START Provided text

This Week's Edition: Letting Him Know

Dear Desperately Single,
It was a weird weekend. A guy tried to come on to me, and I am a guy. How do I let dudes know that I am not into that without being rude?
Sincerely,
Anthony S., Greenpoint, NY


Dear Anthony,
Who do you think you are? This guy bears his heart to you, possibly while softly tickling your arm, and all you can think about is your own feelings. Poor you, you selfish, selfish beast! Over this "weird weekend," as you put it, this friend risked rejection, social ostracism, embarrassment, and, if your town is anything like mine, possible battery peltings. And yet, here you are, cocky as the day you were born, pretending not to be interested in another man. There are no two ways about it, Anthony, rejection is always rude. Trust me, I know. Oh, dear God, do I know.

END Provided text
START Exercise data

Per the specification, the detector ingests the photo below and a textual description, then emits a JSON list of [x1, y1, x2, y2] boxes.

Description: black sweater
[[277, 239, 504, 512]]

END Exercise data

- [Work to complete]
#1 In the advice column, where is Anthony S. from?
#2 Reproduce the advice column word for word, beginning at the words "This Week's Edition: Letting" and stopping after "without being rude?".

- [Replies]
#1 Greenpoint, NY

#2
This Week's Edition: Letting Him Know

Dear Desperately Single,
It was a weird weekend. A guy tried to come on to me, and I am a guy. How do I let dudes know that I am not into that without being rude?